▸ **SELECTED EXCERPT**

This behavior is tested in `src/__tests__/worktree-redirect.test.mjs`, which creates a real git worktree and verifies both redirect and opt-out behavior. The escape hatch `UNDERSTAND_NO_WORKTREE_REDIRECT=1` is available for intentional per-worktree graphs.

**What breaks if violated:** Claude Code worktrees are ephemeral; `.understand-anything/` written there is destroyed when the session ends, silently discarding the knowledge graph. The graph appears to be generated successfully but is then gone.

Sources: [understand-anything-plugin/skills/understand/SKILL.md:33-53](), [understand-anything-plugin/src/__tests__/worktree-redirect.test.mjs:65-89]()

---

### 4. All Five Version Fields Must Be Bumped in Sync on Release

The project carries five separate version fields that must stay identical. The CLAUDE.md lists them:

| File | Field |
|---|---|
| `understand-anything-plugin/package.json` | `"version"` |
| `understand-anything-plugin/.claude-plugin/plugin.json` | `"version"` |
| `.claude-plugin/plugin.json` | `"version"` |
| `.cursor-plugin/plugin.json` | `"version"` |
| `.copilot-plugin/plugin.json` | `"version"` |

Note: `.claude-plugin/marketplace.json` intentionally does **not** carry a version field — adding one causes marketplace schema validation failures.

▸ **TASK SET**
(a) Can you rewrite the paragraph of the plugin documentation excerpt that begins "This behavior is tested" as a short bulleted list that keeps its main facts?
(b) What comes after the final note about `.claude-plugin/marketplace.json` in the plugin documentation excerpt? Continue the excerpt from that point.

▸ **RAW DATA**
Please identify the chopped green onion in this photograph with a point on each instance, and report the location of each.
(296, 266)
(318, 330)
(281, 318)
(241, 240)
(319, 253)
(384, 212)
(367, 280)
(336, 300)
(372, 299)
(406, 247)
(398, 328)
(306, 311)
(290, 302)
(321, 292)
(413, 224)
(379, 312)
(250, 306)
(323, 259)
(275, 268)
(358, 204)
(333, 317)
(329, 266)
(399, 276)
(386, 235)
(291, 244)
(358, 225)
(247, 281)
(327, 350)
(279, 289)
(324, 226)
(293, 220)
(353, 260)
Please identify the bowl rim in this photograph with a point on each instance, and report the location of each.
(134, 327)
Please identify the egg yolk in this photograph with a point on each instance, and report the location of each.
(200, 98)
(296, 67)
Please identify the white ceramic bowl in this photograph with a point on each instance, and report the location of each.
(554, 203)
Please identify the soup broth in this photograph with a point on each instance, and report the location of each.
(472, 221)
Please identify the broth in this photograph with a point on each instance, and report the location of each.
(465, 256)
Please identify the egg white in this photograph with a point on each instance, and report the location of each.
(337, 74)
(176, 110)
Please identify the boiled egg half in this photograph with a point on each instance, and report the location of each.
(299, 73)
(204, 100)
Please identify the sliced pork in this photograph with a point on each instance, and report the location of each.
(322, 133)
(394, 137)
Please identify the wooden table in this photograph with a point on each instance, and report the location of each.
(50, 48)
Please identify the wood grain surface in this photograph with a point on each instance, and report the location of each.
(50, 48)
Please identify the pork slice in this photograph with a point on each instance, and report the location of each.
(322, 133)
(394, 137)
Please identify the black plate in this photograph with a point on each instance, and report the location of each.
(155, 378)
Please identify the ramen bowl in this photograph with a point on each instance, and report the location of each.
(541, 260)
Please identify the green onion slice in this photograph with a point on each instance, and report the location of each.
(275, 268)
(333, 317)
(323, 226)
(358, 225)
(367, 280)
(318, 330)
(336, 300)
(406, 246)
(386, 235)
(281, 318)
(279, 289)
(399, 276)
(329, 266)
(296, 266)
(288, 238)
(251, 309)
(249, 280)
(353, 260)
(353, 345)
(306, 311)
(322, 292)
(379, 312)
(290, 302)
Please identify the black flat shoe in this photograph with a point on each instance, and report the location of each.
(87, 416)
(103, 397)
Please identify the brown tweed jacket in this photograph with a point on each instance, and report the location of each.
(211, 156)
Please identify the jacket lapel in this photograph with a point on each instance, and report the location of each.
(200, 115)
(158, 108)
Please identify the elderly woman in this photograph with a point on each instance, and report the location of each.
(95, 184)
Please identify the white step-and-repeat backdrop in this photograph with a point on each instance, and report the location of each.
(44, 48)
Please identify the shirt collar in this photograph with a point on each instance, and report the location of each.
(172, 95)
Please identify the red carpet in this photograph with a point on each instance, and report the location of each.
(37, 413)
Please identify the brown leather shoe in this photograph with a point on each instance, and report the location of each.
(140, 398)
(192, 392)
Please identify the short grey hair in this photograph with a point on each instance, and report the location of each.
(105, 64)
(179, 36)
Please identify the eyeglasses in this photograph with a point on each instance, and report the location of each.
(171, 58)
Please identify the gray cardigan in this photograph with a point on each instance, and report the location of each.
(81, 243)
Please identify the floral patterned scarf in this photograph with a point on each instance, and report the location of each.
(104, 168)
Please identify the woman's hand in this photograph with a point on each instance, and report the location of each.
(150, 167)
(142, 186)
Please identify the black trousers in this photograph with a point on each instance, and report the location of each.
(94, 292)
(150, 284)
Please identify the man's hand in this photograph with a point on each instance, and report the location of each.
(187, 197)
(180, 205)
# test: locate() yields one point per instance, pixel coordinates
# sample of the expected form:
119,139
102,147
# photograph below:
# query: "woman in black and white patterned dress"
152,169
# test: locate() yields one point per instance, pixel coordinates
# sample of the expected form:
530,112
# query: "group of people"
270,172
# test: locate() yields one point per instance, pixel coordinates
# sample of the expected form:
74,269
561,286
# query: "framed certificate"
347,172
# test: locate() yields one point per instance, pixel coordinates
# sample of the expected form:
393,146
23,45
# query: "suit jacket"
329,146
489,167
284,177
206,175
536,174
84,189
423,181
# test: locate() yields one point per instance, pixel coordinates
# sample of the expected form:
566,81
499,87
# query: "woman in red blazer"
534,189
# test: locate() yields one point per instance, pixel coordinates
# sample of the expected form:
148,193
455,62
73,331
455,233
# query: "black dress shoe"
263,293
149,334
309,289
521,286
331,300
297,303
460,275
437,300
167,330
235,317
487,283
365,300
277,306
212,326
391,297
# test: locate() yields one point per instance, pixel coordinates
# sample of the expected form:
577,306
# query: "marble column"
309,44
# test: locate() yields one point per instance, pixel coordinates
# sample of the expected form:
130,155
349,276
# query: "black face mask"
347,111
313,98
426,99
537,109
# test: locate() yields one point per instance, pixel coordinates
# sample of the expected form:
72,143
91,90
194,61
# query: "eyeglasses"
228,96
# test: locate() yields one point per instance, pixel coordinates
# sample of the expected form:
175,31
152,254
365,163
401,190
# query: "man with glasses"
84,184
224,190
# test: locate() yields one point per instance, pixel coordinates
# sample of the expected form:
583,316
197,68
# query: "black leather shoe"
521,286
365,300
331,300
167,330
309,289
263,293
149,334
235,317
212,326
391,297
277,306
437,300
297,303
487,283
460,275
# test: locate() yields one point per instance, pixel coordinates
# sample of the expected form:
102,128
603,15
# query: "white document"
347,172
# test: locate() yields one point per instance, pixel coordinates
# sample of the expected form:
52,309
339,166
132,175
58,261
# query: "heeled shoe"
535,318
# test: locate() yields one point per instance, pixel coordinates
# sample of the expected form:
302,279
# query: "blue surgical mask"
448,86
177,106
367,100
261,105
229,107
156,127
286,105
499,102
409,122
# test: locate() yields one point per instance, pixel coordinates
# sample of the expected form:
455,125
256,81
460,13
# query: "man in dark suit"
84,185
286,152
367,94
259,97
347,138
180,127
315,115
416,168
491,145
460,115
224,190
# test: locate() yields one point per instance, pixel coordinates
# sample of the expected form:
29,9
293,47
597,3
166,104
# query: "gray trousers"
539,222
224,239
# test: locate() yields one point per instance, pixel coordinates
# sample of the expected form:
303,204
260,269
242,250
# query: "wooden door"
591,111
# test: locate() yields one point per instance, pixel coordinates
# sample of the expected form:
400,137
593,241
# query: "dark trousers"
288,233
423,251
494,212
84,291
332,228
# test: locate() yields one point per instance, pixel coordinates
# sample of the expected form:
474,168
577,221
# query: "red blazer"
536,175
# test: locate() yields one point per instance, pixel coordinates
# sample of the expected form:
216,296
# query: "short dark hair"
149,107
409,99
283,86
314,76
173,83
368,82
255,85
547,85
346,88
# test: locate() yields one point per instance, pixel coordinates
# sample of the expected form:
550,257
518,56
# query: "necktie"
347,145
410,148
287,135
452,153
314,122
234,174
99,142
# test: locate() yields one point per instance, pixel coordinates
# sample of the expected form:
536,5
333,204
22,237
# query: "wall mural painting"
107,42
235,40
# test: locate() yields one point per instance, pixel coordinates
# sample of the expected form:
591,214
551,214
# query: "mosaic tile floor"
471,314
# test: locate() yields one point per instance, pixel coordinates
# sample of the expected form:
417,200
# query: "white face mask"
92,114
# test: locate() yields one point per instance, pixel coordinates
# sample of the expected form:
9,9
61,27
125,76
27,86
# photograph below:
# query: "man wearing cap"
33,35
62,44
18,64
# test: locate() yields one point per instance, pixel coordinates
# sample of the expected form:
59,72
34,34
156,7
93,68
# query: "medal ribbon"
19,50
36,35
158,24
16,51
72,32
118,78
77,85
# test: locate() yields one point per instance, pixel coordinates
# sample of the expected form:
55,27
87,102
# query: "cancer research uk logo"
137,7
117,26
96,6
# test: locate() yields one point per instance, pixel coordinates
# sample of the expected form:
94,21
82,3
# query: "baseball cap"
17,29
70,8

▸ **PER-TASK OUTPUTS**
(a)
- Test file: `src/__tests__/worktree-redirect.test.mjs`
- The test creates a real git worktree.
- It verifies both the redirect and the opt-out behavior.
- `UNDERSTAND_NO_WORKTREE_REDIRECT=1` is an escape hatch for intentional per-worktree graphs.

(b)
**What breaks if violated:** Claude Code's plugin cache key is the version string from the marketplace entry. A version mismatch between the cache directory and the installed plugin causes the plugin to serve stale code until the user manually uninstalls and reinstalls. On Cursor or Copilot, plugins with mismatched versions may fail to activate.

Sources: [understand-anything-plugin/CLAUDE.md]() (Testing Local Plugin Changes and Versioning sections)

---

## Key Failure Modes

### Stale Graph After Code Changes

**Symptom:** The dashboard shows architecture that no longer matches the code — functions, classes, or modules that were renamed or deleted still appear as nodes.

**Root cause:** The graph is a snapshot keyed to a git commit hash (`project.gitCommitHash` in `knowledge-graph.json`). The staleness check in `staleness.ts` runs `git diff <lastCommitHash>..HEAD --name-only` to detect changed files. If `/understand` is never re-run, the graph never updates.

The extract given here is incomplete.